▶ _DATA ENTRIES_:

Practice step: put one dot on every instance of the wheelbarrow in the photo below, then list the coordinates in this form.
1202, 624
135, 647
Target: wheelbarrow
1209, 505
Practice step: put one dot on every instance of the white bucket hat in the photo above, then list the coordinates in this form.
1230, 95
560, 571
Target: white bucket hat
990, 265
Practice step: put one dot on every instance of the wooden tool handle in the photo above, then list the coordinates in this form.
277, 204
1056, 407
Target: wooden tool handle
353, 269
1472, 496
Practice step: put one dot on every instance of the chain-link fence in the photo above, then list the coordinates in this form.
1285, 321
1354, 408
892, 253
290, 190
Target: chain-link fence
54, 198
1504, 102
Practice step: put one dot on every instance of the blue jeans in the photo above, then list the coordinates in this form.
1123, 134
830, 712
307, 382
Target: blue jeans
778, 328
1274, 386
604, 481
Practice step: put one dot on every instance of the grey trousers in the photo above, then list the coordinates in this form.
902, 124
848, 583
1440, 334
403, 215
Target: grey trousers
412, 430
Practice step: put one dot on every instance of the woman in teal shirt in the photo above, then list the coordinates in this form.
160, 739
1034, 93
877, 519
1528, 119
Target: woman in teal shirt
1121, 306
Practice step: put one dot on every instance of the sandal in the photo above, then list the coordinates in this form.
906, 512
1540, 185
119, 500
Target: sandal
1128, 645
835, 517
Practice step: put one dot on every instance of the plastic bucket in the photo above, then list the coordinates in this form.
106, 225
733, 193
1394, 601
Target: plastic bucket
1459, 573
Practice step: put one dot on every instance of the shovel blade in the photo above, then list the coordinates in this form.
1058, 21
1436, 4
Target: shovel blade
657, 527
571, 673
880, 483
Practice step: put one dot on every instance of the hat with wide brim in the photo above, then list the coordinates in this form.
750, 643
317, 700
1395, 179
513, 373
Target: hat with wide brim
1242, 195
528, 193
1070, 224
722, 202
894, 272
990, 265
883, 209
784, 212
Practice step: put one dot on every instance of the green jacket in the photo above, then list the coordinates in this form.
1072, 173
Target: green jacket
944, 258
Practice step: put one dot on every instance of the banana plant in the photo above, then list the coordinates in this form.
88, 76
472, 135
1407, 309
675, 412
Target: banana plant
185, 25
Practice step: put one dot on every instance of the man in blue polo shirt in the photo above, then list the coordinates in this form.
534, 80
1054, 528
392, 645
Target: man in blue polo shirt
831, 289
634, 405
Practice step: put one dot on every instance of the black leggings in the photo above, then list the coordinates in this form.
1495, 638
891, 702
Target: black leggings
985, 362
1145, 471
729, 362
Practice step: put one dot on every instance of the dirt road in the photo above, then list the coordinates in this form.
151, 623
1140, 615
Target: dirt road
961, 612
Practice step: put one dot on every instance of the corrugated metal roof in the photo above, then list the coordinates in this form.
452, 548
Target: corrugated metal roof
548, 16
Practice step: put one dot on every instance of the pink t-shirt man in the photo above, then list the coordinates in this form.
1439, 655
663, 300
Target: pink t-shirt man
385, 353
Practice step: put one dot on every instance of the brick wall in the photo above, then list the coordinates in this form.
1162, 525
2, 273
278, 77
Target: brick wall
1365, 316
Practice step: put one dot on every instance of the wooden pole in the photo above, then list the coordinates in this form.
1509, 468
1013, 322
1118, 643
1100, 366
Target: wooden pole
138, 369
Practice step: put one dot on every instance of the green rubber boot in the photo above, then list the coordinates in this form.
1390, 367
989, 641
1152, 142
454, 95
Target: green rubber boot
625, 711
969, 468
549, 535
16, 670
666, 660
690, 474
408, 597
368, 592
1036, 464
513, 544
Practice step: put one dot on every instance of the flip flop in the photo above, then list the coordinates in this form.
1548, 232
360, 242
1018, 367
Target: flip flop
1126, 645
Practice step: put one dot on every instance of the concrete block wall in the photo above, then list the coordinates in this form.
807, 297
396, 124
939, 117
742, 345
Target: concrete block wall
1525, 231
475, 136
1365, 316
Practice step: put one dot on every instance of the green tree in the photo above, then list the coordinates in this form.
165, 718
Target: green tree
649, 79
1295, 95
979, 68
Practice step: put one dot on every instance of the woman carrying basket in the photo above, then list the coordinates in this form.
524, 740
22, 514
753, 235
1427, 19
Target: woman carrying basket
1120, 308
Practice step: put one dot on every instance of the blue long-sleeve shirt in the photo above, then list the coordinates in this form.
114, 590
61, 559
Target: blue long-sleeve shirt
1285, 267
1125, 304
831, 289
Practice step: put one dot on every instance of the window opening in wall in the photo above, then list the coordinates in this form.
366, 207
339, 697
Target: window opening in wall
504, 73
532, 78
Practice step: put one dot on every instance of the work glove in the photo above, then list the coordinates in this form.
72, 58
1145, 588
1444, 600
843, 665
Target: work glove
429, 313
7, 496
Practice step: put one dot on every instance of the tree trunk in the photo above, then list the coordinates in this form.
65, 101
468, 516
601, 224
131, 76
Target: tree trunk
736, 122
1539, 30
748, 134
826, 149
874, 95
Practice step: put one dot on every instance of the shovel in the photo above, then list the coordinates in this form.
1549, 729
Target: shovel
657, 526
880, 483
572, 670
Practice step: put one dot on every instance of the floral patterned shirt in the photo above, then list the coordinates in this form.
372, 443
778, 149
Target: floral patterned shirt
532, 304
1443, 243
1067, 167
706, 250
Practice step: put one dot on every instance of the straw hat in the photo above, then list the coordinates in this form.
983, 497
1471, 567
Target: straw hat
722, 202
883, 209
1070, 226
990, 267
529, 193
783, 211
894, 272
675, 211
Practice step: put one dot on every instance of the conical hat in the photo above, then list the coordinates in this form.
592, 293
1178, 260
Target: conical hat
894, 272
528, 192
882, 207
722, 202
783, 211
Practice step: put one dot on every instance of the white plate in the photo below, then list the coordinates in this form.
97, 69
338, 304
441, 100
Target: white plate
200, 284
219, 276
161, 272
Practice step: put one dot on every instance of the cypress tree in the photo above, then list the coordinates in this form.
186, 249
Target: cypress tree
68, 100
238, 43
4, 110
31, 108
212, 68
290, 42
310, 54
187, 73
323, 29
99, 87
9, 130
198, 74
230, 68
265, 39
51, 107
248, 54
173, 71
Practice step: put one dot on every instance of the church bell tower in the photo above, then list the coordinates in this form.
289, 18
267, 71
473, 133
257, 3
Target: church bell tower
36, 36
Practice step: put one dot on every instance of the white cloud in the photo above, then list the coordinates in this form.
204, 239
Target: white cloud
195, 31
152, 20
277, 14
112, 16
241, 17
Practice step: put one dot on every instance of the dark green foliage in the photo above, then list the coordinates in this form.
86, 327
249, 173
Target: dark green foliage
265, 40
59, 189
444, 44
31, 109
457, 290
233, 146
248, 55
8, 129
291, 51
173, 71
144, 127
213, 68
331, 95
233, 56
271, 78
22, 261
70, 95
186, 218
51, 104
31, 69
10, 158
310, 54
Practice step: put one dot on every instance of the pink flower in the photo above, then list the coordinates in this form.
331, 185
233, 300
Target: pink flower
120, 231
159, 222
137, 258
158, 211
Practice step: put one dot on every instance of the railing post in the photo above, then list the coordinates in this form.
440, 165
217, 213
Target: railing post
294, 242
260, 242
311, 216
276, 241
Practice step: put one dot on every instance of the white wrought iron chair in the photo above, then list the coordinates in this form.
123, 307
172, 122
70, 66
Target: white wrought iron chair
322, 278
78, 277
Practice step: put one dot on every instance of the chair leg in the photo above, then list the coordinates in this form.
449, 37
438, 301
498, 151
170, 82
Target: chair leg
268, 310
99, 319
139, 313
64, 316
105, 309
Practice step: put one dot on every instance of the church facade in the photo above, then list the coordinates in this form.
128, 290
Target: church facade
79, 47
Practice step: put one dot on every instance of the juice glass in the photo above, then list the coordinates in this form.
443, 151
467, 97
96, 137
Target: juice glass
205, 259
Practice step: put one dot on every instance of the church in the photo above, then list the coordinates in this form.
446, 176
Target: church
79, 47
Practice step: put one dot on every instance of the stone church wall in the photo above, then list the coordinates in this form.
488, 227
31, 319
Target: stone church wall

▶ _YOUR INSTRUCTIONS_:
Transcribe, word for word, every line from the one containing "the pink flower" through the final line of the entries, and nothing else.

▶ _ANSWER TO THE PROBLEM_:
Practice step: put one dot on every instance of the pink flower in the photo above, then list the coordinates in this form.
331, 185
233, 300
Target: pink flower
120, 231
159, 222
137, 258
158, 211
Practice step: put one dot on every instance of the railing post in the photo above, then list the coordinates in this form.
440, 165
217, 213
Target: railing post
294, 242
260, 242
311, 216
276, 241
Practice step: put one dot on every instance of the white wrought iron chair in the photo above, then list the coordinates in this form.
123, 307
172, 122
70, 66
Target: white wrought iron chair
322, 278
78, 277
Practice step: put one dot on every instance of the chair leg in the photo above, then list the coordinates in this form.
449, 37
438, 301
498, 151
170, 82
Target: chair leg
268, 310
99, 319
139, 313
64, 316
105, 309
Practice step: put one dot on every instance of the church facade in the photo above, then list the coordinates in this form.
128, 290
Target: church facade
79, 47
Practice step: put one dot on every instance of the juice glass in the photo above, then list the coordinates in this form.
443, 151
467, 97
96, 137
Target: juice glass
205, 259
Practice step: put one dot on every instance of the church in the photo above, then list the coordinates in this form.
446, 176
Target: church
79, 47
Practice step: put one dot on every instance of the stone church wall in the photo above, then list the coordinates in this form.
488, 227
31, 319
Target: stone church wall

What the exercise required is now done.